- [YOUR OBJECTIVE]: Please put the entries from the line containing "The component shall place one marker per instance of the brown" through the end of the entries into a two-column CSV with the columns entry_text and answer. Give one row per entry, and put each value in a single quoted field with its line breaks replaced by spaces.

- [DATASET CONTENT]:
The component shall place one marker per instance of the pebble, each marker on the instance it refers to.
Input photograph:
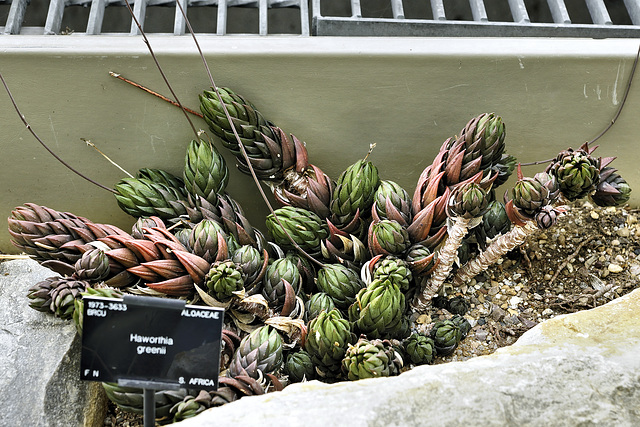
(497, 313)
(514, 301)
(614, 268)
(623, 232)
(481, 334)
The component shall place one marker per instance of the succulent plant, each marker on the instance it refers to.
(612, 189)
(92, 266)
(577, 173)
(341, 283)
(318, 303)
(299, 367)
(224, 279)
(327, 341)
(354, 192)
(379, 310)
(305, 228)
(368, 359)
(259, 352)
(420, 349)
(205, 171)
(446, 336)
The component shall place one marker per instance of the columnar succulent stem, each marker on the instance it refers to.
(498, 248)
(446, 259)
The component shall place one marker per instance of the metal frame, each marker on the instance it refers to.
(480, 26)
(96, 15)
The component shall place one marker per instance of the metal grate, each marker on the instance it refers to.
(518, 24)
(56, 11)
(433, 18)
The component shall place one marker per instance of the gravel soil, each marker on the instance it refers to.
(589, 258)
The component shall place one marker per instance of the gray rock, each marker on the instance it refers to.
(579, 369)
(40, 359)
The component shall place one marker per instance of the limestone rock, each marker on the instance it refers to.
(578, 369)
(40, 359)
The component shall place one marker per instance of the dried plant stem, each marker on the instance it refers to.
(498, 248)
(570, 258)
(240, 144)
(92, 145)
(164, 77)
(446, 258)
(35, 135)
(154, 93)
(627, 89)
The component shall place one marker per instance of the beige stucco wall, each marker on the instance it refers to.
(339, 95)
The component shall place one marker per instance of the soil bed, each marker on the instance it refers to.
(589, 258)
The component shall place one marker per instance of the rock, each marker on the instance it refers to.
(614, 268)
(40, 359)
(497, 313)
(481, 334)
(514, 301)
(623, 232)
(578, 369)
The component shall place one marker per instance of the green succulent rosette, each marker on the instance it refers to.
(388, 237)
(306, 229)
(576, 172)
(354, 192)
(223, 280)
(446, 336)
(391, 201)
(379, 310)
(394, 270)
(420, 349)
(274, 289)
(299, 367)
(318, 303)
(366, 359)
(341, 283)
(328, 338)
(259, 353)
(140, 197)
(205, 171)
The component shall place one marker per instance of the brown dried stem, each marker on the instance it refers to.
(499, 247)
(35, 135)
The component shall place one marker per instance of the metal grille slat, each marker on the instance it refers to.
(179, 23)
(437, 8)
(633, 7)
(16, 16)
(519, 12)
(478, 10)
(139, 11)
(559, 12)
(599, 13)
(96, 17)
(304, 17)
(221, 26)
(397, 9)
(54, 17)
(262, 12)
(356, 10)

- [OUTPUT OF THE EXERCISE]:
entry_text,answer
"The component shall place one marker per instance of the brown dried stem, each marker on the instance it refers to.","(499, 247) (35, 135)"
"The component shall place one marker per instance of the metal grille slat, each marker on the instance it refers to.","(179, 23) (437, 8) (633, 7) (16, 16) (519, 12) (478, 10) (139, 11) (559, 12) (599, 13) (96, 17) (304, 17) (221, 26) (397, 9) (54, 17) (262, 12) (356, 10)"